◆ Passage ◆
Why you wish to take on a whole new ministry and add to your already full plate of responsibilities needs to be established. Today’s software programs will allow conversion to Hyper Text Markup Language (html) for web publishing making it easier than 6 months ago to publish to a web site. But a web site is more than just text, the graphics and any audio or video has to be formatted for the Internet which is different than the format you ordinarily use them in. This question must be answered and documented so that the goal of the web site is not lost in all the labor required to keep it up.

Who

Who are you trying to reach? Most ministries have a publication they distribute to their partners and those who ask for it. A publication should supply some specific information to the reader, ie. , who you are, where your ministry is, how to contact the ministry, what your statement of faith is, what your itinerary is, articles teaching the Word of God, testimonies that provide witness that God is using your ministry, and teaching materials you have to help build the body of Christ.

Most monthly magazines are sent out to partners and those that request them. You design and layout the magazine for a receptive audience. If you were to obtain the mailing list of say Easy Rider, or Fish & Wildlife, would you design the magazine cover the same? Would you start with a meat eaters teaching on defeating the devil? This question is to help you see that on the Internet your audience is not just your partners, it is anyone who follows a link to your site, or searches for a word that happens to be in one of your testimonies. Say someone is researching cancer and your web site has a testimony about someone who was miraculously healed by the power of God from cancer. They may follow a link from a search engine to your page. Is the design layout such that they will stay to read the pages containing the testimonies? Can they then explore the rest of your web site to find out more about you? A design to ensure this must be employed in each page.

I think we have established that the who that will visit your site will be a much larger audience than who views your magazine. But, your biggest audience on the Internet will still be those who already know about your ministry. So a balance has to be found to serve both audiences.

I propose that the cover page to the web site be eye catching with obvious information as to who you are, why they should consider a relationship with Jesus Christ and what your ministry has to offer them. Those who already know who you are will be willing to click a few more times on links to get to your latest magazine articles.

What

What needs to be on your site has been touched upon in who you are serving. The foundation of your ministry needs to be explained in the site. Your statement of faith, your mission God has called you to, a sinner’s prayer, and contact information. From there an already created blueprint to use would be your publication. What you publish in your magazine or newsletter will already have the pieces you will want to add to your web site.

◆ Data section ◆
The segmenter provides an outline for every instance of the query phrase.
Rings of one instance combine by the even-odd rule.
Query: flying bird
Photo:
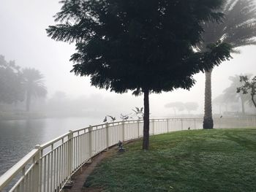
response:
[[[135,109],[136,109],[136,110],[132,110],[132,111],[134,111],[136,114],[143,113],[143,107],[141,107],[140,110],[139,107],[135,107]]]
[[[116,120],[116,118],[115,118],[115,117],[112,117],[112,116],[110,116],[110,115],[107,115],[108,117],[110,117],[110,118],[111,118],[111,121],[112,122],[113,122],[113,121],[115,121]]]
[[[122,120],[127,120],[127,119],[129,119],[129,115],[124,115],[123,114],[121,113],[120,115],[121,115],[120,118],[122,119]]]

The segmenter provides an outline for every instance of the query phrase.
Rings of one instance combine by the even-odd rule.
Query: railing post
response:
[[[183,119],[181,119],[181,131],[183,130]]]
[[[124,141],[125,139],[125,133],[124,133],[124,121],[123,120],[121,123],[121,129],[122,129],[122,142]]]
[[[41,174],[39,172],[40,145],[37,145],[34,148],[38,149],[38,151],[37,152],[37,155],[33,158],[33,164],[34,164],[34,166],[32,172],[32,191],[37,192],[39,191],[39,174]]]
[[[73,166],[73,131],[69,131],[67,136],[68,139],[68,156],[67,156],[67,170],[69,175],[72,172]]]
[[[152,131],[153,131],[153,134],[154,134],[154,119],[152,119]]]
[[[140,120],[137,120],[138,138],[140,138]]]
[[[106,123],[106,146],[107,146],[107,150],[108,150],[109,147],[109,139],[108,139],[108,123]]]
[[[91,160],[91,157],[92,157],[92,145],[91,145],[91,142],[92,142],[92,127],[90,126],[89,128],[89,159]]]
[[[167,119],[167,132],[169,133],[169,119]]]

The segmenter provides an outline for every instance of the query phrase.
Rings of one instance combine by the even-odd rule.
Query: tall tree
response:
[[[148,149],[149,93],[189,89],[192,75],[230,56],[227,44],[195,53],[202,22],[219,20],[222,0],[64,0],[47,32],[75,42],[72,72],[92,85],[144,95],[143,149]]]
[[[249,93],[251,96],[252,101],[254,106],[256,107],[256,76],[250,80],[248,76],[240,76],[240,81],[243,83],[243,85],[237,88],[237,93],[243,93],[243,94],[247,94]]]
[[[206,45],[217,41],[230,44],[233,48],[256,43],[256,9],[254,0],[225,0],[219,9],[225,14],[222,23],[203,23],[203,42],[199,46],[202,51]],[[206,70],[205,115],[203,128],[212,128],[211,72]]]
[[[252,74],[247,74],[246,76],[250,77]],[[244,76],[241,74],[240,76]],[[245,114],[244,104],[246,102],[249,101],[250,96],[248,95],[244,95],[242,93],[236,93],[238,87],[241,87],[242,83],[240,81],[240,76],[236,74],[235,76],[229,77],[229,80],[231,81],[231,85],[223,91],[224,97],[225,100],[229,100],[230,101],[236,102],[240,100],[241,107],[243,115]]]
[[[0,55],[0,101],[12,104],[24,99],[20,67]]]
[[[29,112],[31,97],[44,97],[47,94],[47,90],[44,85],[44,76],[39,71],[34,68],[26,68],[22,72],[26,90],[26,110]]]

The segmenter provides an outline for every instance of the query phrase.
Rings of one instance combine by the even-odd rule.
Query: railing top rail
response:
[[[53,139],[48,142],[45,142],[42,145],[40,145],[41,149],[45,149],[48,147],[50,146],[51,145],[59,142],[59,140],[61,140],[61,139],[64,139],[64,137],[66,137],[67,136],[68,136],[69,133],[70,132],[67,132],[67,133],[66,133],[60,137],[58,137],[57,138],[55,138],[55,139]]]
[[[0,191],[2,190],[10,181],[11,181],[19,172],[23,169],[27,164],[39,153],[39,149],[34,149],[29,152],[20,161],[15,164],[11,169],[7,171],[0,177]]]

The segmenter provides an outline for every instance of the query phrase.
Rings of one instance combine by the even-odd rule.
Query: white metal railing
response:
[[[150,134],[202,128],[201,118],[150,120]],[[219,118],[215,128],[255,127],[256,118]],[[0,192],[60,191],[92,157],[116,145],[143,137],[143,121],[127,120],[89,126],[37,145],[0,177]]]

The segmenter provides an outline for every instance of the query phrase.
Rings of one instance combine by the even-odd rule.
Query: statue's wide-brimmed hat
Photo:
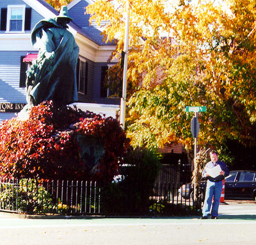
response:
[[[61,6],[59,15],[56,17],[56,20],[58,19],[67,19],[69,21],[73,20],[73,19],[69,17],[68,8],[67,6]]]

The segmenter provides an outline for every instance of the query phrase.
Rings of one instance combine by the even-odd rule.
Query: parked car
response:
[[[225,178],[225,199],[256,201],[256,171],[230,171]]]
[[[200,193],[202,200],[204,199],[205,187],[205,182],[201,182]],[[185,199],[193,199],[193,189],[191,183],[185,184],[179,189],[179,194]],[[256,201],[256,171],[230,171],[230,175],[225,178],[225,199]]]

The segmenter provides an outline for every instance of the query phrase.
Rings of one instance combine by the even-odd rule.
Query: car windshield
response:
[[[255,181],[255,174],[252,172],[241,172],[239,178],[239,182]]]
[[[226,178],[225,181],[234,181],[237,174],[237,171],[231,171],[230,175]]]

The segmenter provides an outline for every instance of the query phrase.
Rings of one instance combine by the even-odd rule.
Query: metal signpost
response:
[[[206,111],[206,106],[186,106],[186,112],[193,112],[195,113],[195,116],[192,118],[190,126],[191,129],[191,132],[193,137],[195,138],[195,148],[194,148],[194,169],[196,163],[196,149],[197,149],[197,136],[199,134],[199,122],[197,119],[197,113]],[[195,186],[194,185],[194,200],[195,200]]]

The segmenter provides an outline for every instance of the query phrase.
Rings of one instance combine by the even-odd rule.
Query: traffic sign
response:
[[[186,106],[186,111],[187,113],[200,113],[206,111],[206,106]]]
[[[199,134],[199,122],[197,118],[193,117],[191,123],[191,128],[193,137],[197,138]]]

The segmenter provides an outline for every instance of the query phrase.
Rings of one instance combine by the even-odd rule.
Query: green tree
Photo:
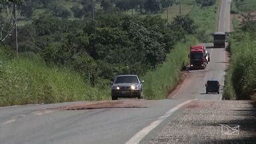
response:
[[[101,3],[101,7],[104,11],[107,11],[112,7],[112,3],[110,0],[102,0]]]
[[[147,12],[157,13],[160,11],[159,0],[146,0],[145,9]]]
[[[195,33],[198,27],[189,15],[176,16],[172,22],[172,25],[175,27],[181,26],[189,33]]]

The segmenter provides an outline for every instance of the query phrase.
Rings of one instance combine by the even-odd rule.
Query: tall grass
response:
[[[256,100],[255,35],[241,32],[233,35],[231,43],[231,66],[225,81],[224,97]]]
[[[0,106],[110,98],[107,86],[93,87],[77,73],[47,66],[37,55],[6,57],[0,54]]]
[[[197,37],[203,43],[213,42],[211,33],[217,31],[219,1],[209,7],[195,5],[189,13],[196,24],[199,25]]]
[[[188,63],[189,46],[197,43],[193,36],[187,36],[187,41],[179,43],[168,54],[165,63],[143,77],[144,95],[150,99],[164,99],[179,81],[182,67]]]

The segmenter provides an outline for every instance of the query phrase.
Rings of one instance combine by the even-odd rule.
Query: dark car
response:
[[[218,81],[207,81],[205,84],[206,93],[217,93],[219,94],[219,82]]]
[[[117,75],[111,86],[112,100],[119,97],[143,99],[142,83],[136,75]]]

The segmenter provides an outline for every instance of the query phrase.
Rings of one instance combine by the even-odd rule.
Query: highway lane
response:
[[[221,31],[229,29],[230,21],[227,19],[229,1],[223,1],[221,3],[219,27]],[[220,95],[206,95],[204,85],[212,78],[219,80],[223,85],[227,63],[225,49],[209,48],[208,51],[211,53],[211,61],[206,69],[190,71],[189,79],[173,99],[142,100],[141,108],[48,109],[81,102],[0,107],[0,143],[125,143],[187,99],[220,100],[221,91]],[[139,100],[124,100],[132,101]],[[171,119],[170,115],[167,115],[167,119]],[[157,135],[155,129],[161,127],[159,125],[148,135]],[[146,140],[142,142],[147,143]]]
[[[142,100],[141,108],[77,111],[45,109],[70,103],[1,107],[0,143],[125,143],[183,101]]]

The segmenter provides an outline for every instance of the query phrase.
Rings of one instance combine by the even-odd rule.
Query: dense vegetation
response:
[[[173,1],[160,1],[165,4],[159,5],[159,1],[131,0],[123,6],[117,5],[122,0],[94,1],[94,20],[88,0],[62,5],[61,0],[25,1],[18,7],[18,18],[25,21],[19,27],[19,57],[3,50],[13,47],[13,35],[1,46],[0,105],[107,99],[110,81],[133,73],[145,80],[146,97],[163,98],[179,81],[189,45],[197,43],[187,36],[198,33],[193,13],[171,23],[145,15],[158,13],[159,5]],[[147,8],[149,1],[155,2],[155,9]],[[143,15],[123,11],[130,9]],[[11,87],[4,86],[8,81]]]
[[[256,1],[254,0],[233,0],[231,5],[231,13],[246,13],[255,11]]]
[[[109,98],[108,87],[91,87],[74,71],[47,65],[36,55],[12,53],[0,47],[0,106]]]

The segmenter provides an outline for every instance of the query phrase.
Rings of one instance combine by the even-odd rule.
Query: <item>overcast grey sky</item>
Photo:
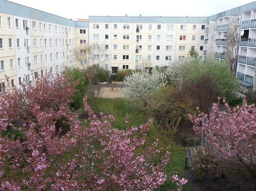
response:
[[[205,16],[251,0],[10,0],[68,19],[92,16]]]

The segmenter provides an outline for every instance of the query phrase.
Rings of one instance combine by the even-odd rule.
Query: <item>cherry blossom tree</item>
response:
[[[152,119],[130,127],[126,118],[126,130],[119,130],[85,99],[89,121],[81,122],[68,110],[75,85],[65,77],[41,76],[1,95],[0,189],[152,191],[164,184],[170,153],[157,140],[145,146]]]
[[[164,72],[146,70],[126,76],[124,82],[125,88],[122,91],[124,98],[142,100],[147,105],[151,95],[166,84]]]
[[[215,161],[256,178],[256,108],[248,105],[245,99],[241,107],[233,109],[223,101],[224,111],[218,102],[213,104],[209,115],[190,115],[194,130],[199,135],[203,133],[209,145],[207,153]]]

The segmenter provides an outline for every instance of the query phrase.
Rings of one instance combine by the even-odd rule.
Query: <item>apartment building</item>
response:
[[[73,21],[0,0],[0,91],[42,72],[100,65],[159,69],[195,49],[224,60],[245,90],[256,89],[256,1],[205,17],[90,16]]]

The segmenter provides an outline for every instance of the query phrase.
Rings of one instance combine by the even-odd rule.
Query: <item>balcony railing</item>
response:
[[[225,60],[225,53],[215,53],[215,57],[219,59]]]
[[[228,31],[228,24],[223,24],[223,25],[218,25],[217,26],[217,31]]]
[[[240,40],[240,46],[256,47],[256,38],[242,38]]]
[[[227,44],[227,39],[225,38],[216,39],[216,44],[217,45],[226,45]]]
[[[256,19],[245,21],[242,22],[242,29],[256,28]]]
[[[254,80],[254,77],[253,76],[247,74],[245,75],[245,74],[242,73],[237,72],[237,78],[244,82],[253,84],[253,81]]]

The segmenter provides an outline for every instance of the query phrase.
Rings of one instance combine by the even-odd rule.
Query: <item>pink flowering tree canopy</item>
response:
[[[81,122],[67,105],[76,82],[66,77],[41,76],[1,95],[0,189],[152,191],[164,184],[170,153],[161,153],[157,140],[145,147],[152,119],[130,127],[126,119],[126,130],[115,129],[114,117],[98,116],[85,99],[89,121]]]
[[[215,161],[256,178],[256,108],[245,99],[241,107],[232,109],[224,99],[224,103],[223,111],[219,103],[214,103],[209,116],[190,115],[194,130],[203,134]]]

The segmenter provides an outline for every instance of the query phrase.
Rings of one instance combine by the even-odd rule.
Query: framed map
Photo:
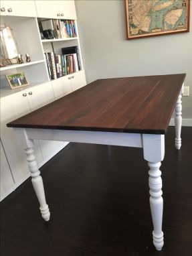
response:
[[[127,39],[189,31],[190,0],[124,0]]]

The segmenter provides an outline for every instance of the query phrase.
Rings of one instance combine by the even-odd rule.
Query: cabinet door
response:
[[[74,73],[71,77],[73,90],[78,90],[86,84],[86,76],[84,70]]]
[[[0,201],[14,190],[14,181],[0,141],[1,169],[0,169]]]
[[[52,84],[46,82],[31,89],[27,90],[27,97],[30,109],[33,111],[54,101]],[[63,141],[39,140],[43,161],[39,166],[42,166],[64,146]]]
[[[4,0],[4,7],[9,16],[37,17],[35,5],[33,0]]]
[[[35,1],[37,17],[76,19],[74,1]]]
[[[54,101],[52,84],[45,82],[26,90],[31,111],[33,111]]]
[[[4,5],[4,1],[1,0],[0,2],[0,7],[1,7],[1,16],[2,15],[6,15],[6,10],[5,8],[5,5]]]
[[[63,97],[72,92],[71,77],[66,76],[52,81],[56,99]]]
[[[1,99],[1,139],[15,184],[29,176],[24,150],[21,149],[13,129],[6,124],[30,112],[27,97],[22,92]],[[25,95],[25,94],[24,94]]]

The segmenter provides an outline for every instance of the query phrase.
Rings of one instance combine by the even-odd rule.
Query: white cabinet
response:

◆ Work required ◆
Please copy the passage on planning a ministry web site word for word, starting at the words "I propose that" and stopping after "latest magazine articles.".

◆ Task output ◆
I propose that the cover page to the web site be eye catching with obvious information as to who you are, why they should consider a relationship with Jesus Christ and what your ministry has to offer them. Those who already know who you are will be willing to click a few more times on links to get to your latest magazine articles.